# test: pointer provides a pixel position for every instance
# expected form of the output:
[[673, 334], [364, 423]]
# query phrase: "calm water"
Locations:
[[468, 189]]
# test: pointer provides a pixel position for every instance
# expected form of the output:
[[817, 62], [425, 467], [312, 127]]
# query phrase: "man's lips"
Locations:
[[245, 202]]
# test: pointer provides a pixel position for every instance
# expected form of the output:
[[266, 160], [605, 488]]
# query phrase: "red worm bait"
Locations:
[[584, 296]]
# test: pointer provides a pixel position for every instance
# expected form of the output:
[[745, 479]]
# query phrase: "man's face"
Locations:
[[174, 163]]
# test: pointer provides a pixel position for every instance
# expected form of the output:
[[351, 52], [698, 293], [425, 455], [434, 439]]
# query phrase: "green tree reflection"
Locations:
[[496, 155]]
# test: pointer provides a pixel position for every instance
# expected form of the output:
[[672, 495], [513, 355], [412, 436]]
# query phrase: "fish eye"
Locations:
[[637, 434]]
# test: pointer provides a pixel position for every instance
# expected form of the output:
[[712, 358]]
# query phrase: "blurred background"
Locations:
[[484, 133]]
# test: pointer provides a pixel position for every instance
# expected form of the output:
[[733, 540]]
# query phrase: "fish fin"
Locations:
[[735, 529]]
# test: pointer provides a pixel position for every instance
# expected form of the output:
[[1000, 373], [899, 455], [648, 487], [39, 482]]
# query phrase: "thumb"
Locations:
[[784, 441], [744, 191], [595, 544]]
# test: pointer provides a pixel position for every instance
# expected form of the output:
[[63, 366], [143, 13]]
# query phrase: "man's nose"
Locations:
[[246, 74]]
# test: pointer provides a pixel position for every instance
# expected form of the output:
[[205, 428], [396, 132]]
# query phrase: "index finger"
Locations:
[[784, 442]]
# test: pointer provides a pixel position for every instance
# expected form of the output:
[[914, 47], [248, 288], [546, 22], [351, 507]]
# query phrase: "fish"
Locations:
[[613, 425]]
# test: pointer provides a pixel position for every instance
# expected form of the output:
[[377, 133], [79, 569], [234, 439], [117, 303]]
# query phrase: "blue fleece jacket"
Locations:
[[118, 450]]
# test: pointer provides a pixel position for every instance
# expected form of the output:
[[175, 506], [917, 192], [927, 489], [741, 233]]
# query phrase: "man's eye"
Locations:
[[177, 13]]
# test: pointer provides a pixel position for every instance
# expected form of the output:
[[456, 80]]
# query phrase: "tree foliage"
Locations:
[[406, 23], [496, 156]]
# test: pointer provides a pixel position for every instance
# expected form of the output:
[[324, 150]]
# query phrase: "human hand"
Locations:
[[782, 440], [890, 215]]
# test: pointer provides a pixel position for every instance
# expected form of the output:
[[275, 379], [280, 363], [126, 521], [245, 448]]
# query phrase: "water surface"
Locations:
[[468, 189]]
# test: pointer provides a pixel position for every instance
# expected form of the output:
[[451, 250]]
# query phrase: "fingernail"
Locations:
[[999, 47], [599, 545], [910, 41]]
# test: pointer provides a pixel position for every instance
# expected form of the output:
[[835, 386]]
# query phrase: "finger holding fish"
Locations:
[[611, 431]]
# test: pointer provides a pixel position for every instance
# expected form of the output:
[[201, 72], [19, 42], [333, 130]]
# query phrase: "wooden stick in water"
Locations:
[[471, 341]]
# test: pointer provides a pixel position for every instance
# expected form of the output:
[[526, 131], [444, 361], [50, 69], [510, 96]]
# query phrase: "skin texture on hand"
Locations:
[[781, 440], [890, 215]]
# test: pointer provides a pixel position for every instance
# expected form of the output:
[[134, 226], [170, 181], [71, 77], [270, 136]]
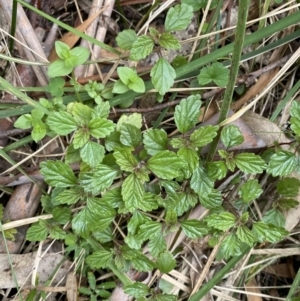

> AUFGABE:
Schreiben Sie alle Datensätze oben neu und setzen Sie dabei überall „search phrase“ an die Stelle von „query phrase“; alles Übrige bleibt unverändert. Die Bilder lassen Sie in Ihrer Antwort weg.

> LÖSUNG:
# test: pointer provides a pixel position for every instance
# expected form of the output:
[[673, 334], [364, 423]]
# search phrase: "calm water"
Locations:
[[468, 189]]
# test: pointer provides a pixel position for every instance
# expected form of the output:
[[817, 62], [425, 467], [312, 127]]
# search phrase: "man's lips"
Locations:
[[245, 202]]
# test: pointer provides a pixel position for every instance
# expected form of the output:
[[266, 160], [605, 488]]
# search phrase: "red worm bait"
Locations:
[[584, 296]]
# test: pointer provides a pixel position for every instance
# expected form of the output:
[[745, 479]]
# search phrase: "man's face"
Locations:
[[174, 163]]
# test: pointer provides a pixel position for every instance
# expected form of the output:
[[351, 52], [698, 293], [425, 455], [434, 439]]
# search phrase: "green tree reflection"
Locations:
[[496, 155]]
# test: pointer provides a pixel position for every instance
# expected form of the output:
[[672, 495], [513, 355], [412, 436]]
# search phrase: "fish eye"
Locations:
[[637, 434]]
# test: pointer provides a pixel position for every instance
# expected form of the output:
[[712, 358]]
# search phrase: "blurred background"
Locations:
[[484, 133]]
# test: pointer provides a pixel position for every instance
# expected form of the output:
[[733, 540]]
# search phrase: "fish fin"
Locations:
[[735, 529]]
# test: pointer provides a pixel position for every instance
# expected form of the output:
[[1000, 373], [899, 455], [648, 487], [39, 482]]
# search phrase: "thumb"
Locations:
[[784, 441], [744, 191], [595, 544]]
# test: pointer provides a pixel position for every instance
# expected form of the output:
[[63, 366], [143, 13]]
# search phrase: "man's nose"
Locations:
[[246, 74]]
# test: pointer provides a pixel position for every instance
# expected form of the output:
[[205, 428], [396, 132]]
# search phrase: "index finger"
Locations:
[[784, 442]]
# test: pointer provides a pixel position for every instance
# expected form of the output:
[[914, 47], [248, 288], [546, 22], [351, 507]]
# search phrase: "fish"
Locations:
[[613, 425]]
# test: pointer provides a pixel position for every instance
# expected form of the output:
[[377, 133], [79, 569], [234, 439], [117, 303]]
# search phrase: "blue fleece jacket"
Locations:
[[118, 450]]
# test: pointer provides a pixel position for every instance
# expected form of the output:
[[175, 506], [917, 192], [927, 489], [741, 233]]
# search phrase: "man's eye"
Locations:
[[177, 13]]
# test: pointer provides a pixel position for every instance
# expected form of the output:
[[456, 80]]
# search phrase: "tree foliage"
Locations:
[[406, 23], [496, 156]]
# test: pointer provides a pixel position for every instance
# expected form of the output:
[[324, 150]]
# search phrase: "human hand"
Locations:
[[782, 440], [890, 215]]
# test: pointer provides a pixel position for every instance
# expected form of the output:
[[275, 379], [280, 363], [126, 521], [245, 448]]
# search phrase: "water surface"
Locations:
[[468, 189]]
# test: pointer provides a pixel position for every instance
# expected form of the output:
[[451, 250]]
# search phrase: "fingernail"
Locations:
[[999, 47], [599, 545], [910, 41]]
# test: pointer provides a pixel position for every instance
# expected form of the output:
[[835, 386]]
# search phrase: "finger holding fish"
Locations:
[[611, 431]]
# test: pointer provides a pixel position for every instance
# expected form of the output:
[[201, 72], [19, 42], [333, 130]]
# search phrase: "wooden stick in water"
Locations:
[[471, 341]]
# test: pointer provides a pixel position for every instance
# expected form of the output:
[[526, 131], [444, 361], [50, 69], [510, 96]]
# search phrase: "skin texture on hand"
Locations:
[[781, 440], [890, 215]]
# test: pointer provides a pixel position for every instance
# expected form of the output:
[[134, 226], [170, 181], [71, 77], [270, 136]]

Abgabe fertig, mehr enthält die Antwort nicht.